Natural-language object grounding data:
###

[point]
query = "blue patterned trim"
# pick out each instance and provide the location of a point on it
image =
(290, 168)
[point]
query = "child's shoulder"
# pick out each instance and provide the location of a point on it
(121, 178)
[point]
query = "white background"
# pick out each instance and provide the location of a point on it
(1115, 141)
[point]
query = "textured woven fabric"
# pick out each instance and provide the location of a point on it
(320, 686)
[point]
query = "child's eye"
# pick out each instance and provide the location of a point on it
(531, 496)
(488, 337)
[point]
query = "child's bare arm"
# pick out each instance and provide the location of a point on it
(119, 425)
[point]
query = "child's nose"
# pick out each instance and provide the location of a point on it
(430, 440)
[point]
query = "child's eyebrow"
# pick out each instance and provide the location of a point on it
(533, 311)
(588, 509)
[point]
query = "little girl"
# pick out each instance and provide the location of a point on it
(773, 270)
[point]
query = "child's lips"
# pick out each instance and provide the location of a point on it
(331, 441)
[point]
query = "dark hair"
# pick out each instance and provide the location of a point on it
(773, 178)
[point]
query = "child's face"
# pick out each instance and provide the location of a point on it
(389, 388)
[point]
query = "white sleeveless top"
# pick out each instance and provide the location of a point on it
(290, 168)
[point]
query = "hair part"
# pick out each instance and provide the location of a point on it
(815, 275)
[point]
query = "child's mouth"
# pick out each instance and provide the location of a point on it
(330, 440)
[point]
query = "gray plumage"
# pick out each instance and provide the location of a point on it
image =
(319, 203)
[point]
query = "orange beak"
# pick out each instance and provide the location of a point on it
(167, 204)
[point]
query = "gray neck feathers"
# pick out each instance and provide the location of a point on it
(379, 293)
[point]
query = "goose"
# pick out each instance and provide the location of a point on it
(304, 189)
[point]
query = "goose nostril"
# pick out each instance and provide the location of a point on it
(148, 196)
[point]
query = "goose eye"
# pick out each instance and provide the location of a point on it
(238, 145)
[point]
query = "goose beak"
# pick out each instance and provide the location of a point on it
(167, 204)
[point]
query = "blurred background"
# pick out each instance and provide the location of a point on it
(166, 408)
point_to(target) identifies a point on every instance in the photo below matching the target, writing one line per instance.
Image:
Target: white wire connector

###

- _TASK OBJECTIVE_:
Every line above must be repeated exactly as it appears.

- _SOLUTION FOR THIS EXERCISE_:
[point]
query = "blue patterned trim"
# pick out each instance and provide the location of a point on it
image =
(290, 168)
[point]
query = "child's shoulder"
# pick out each instance and provide the location of a point on it
(121, 178)
[point]
query = "white background"
# pick out each instance and provide the location of a point on it
(1115, 141)
[point]
query = "textured woven fabric"
# pick out each instance and provide the location of a point on it
(320, 686)
[point]
query = "child's eye"
# pick out each instance and provide the location of a point on it
(531, 496)
(488, 337)
[point]
query = "child's bare arm"
# pick out each instance and provide the location of a point on it
(119, 425)
[point]
query = "child's nose"
# pick out each instance and provide the location of a point on it
(430, 440)
[point]
query = "child's eyebrow"
# pick out each instance and provide the location of a point on it
(533, 311)
(588, 509)
[point]
query = "little girl"
# pick out each instance and provide the location of a point on it
(773, 270)
[point]
query = "child's lips"
# pick out each instance and provide the location of a point on it
(331, 441)
[point]
query = "dark hair"
# pick out each instance and provide the location of a point on it
(773, 178)
[point]
query = "child's face"
# pick out each instance and provide the location of a point on it
(389, 388)
[point]
query = "white sleeveless top"
# pick out each instance and provide the location of a point on it
(290, 168)
[point]
query = "hair part"
# pick out each instance and provide the location of a point on it
(815, 275)
[point]
query = "child's mouth"
# pick out each instance and provide the location of a point on it
(330, 440)
[point]
query = "gray plumage"
# pick out each instance and provide the location of a point on it
image =
(319, 203)
[point]
query = "orange beak"
# pick out each instance and provide the location of a point on it
(167, 204)
[point]
query = "gray neck feathers"
# pick out each instance and provide the location of a point on it
(379, 293)
[point]
query = "goose"
# pick out each instance and provide the location of a point on it
(304, 189)
[point]
query = "goose nostril"
# pick out each instance and provide the location of a point on it
(148, 196)
[point]
query = "goose eye"
# pick out each instance and provide the location of a point on it
(238, 145)
[point]
query = "goose beak"
# pick out each instance and provide the location of a point on it
(167, 204)
[point]
query = "blurred background"
# pick out each instance and provide the location of a point on it
(166, 408)
point_to(target) identifies a point on every instance in the photo below matching the target, writing one line per instance.
Image:
Target: white wire connector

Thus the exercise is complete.